- DATA TO PROCESS:
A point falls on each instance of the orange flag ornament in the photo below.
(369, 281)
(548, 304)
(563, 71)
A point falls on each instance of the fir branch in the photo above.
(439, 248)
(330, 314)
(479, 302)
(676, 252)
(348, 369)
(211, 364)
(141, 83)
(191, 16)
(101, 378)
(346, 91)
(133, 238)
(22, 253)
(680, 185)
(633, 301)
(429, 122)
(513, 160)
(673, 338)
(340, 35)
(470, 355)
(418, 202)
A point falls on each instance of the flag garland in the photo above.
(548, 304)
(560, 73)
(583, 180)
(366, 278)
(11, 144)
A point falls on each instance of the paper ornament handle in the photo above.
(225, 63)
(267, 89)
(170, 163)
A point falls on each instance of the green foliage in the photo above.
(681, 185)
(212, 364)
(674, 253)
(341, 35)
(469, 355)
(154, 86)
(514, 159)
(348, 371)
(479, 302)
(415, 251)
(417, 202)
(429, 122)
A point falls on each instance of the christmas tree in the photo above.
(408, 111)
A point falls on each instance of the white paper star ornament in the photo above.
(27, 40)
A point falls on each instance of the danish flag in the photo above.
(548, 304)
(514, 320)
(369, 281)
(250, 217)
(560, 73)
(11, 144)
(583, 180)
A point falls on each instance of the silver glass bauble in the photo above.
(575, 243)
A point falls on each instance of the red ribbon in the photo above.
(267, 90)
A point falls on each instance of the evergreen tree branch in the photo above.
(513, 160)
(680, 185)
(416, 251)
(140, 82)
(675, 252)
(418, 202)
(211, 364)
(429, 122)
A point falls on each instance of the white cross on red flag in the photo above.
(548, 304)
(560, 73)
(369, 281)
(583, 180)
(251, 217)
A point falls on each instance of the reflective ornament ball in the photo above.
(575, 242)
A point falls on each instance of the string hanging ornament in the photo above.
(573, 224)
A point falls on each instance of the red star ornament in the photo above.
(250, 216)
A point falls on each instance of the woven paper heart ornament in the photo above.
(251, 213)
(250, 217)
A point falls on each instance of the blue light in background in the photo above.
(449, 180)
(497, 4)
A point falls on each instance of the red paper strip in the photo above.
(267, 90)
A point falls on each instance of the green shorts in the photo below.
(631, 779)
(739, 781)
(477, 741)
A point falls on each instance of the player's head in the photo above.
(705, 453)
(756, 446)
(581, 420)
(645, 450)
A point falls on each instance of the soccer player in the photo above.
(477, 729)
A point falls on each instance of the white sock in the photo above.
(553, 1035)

- WHAT YOU HAVE TO DO:
Write down the full listing again, exactly.

- TASK RESULT:
A point falls on each instance of the orange flag ornament in the photo below.
(369, 281)
(548, 304)
(563, 71)
A point falls on each instance of the fir branch in the photo above.
(439, 248)
(330, 314)
(479, 302)
(676, 252)
(348, 369)
(211, 364)
(141, 83)
(191, 16)
(101, 378)
(346, 91)
(133, 238)
(22, 253)
(680, 185)
(633, 301)
(429, 122)
(513, 160)
(673, 338)
(340, 35)
(470, 355)
(418, 202)
A point falls on each instance of the flag garland in the photo above.
(548, 304)
(560, 73)
(583, 180)
(366, 278)
(11, 144)
A point falls on each instance of the paper ornament handle in the photo above.
(225, 63)
(267, 89)
(170, 163)
A point falls on each instance of the green foliage in the photo above.
(681, 185)
(212, 364)
(674, 253)
(341, 35)
(469, 355)
(154, 86)
(514, 159)
(348, 371)
(479, 302)
(415, 251)
(417, 202)
(429, 122)
A point falls on each instance of the christmas tree in the photo above.
(408, 111)
A point falls on each instance of the white paper star ornament in the photo above.
(27, 40)
A point falls on each instance of the danish flag in the photo above.
(548, 304)
(514, 320)
(369, 281)
(250, 217)
(560, 73)
(11, 144)
(583, 180)
A point falls on each instance of the silver glass bauble in the photo above.
(575, 243)
A point falls on each instance of the red ribbon in the photo above.
(267, 90)
A point falls on each instance of the evergreen tree branch in the photo above.
(513, 160)
(680, 185)
(416, 251)
(140, 82)
(675, 252)
(418, 202)
(211, 364)
(429, 122)
A point falls on each instance of the white cross on red flag in the photo above.
(548, 304)
(560, 73)
(369, 281)
(583, 180)
(251, 217)
A point falls on each instance of the reflective ornament ball in the photo above.
(575, 242)
A point falls on each instance of the string hanging ornament in the photo above.
(573, 224)
A point falls on each instance of the red star ornament in the photo above.
(250, 216)
A point falls on each instance of the woven paper heart ornament in the photo above.
(251, 213)
(250, 217)
A point falls on each instance of the blue light in background in the photo above.
(449, 180)
(497, 4)
A point falls on each instance of the red paper strip in the photo above.
(267, 90)
A point falls on each instance of the green shorts in the photo below.
(631, 779)
(739, 781)
(477, 741)
A point falls on each instance of the player's head in the photo above.
(705, 453)
(756, 446)
(581, 420)
(645, 450)
A point falls on each instance of the soccer player in the photo above.
(477, 729)
A point falls on each instance of the white sock in the photo above.
(553, 1035)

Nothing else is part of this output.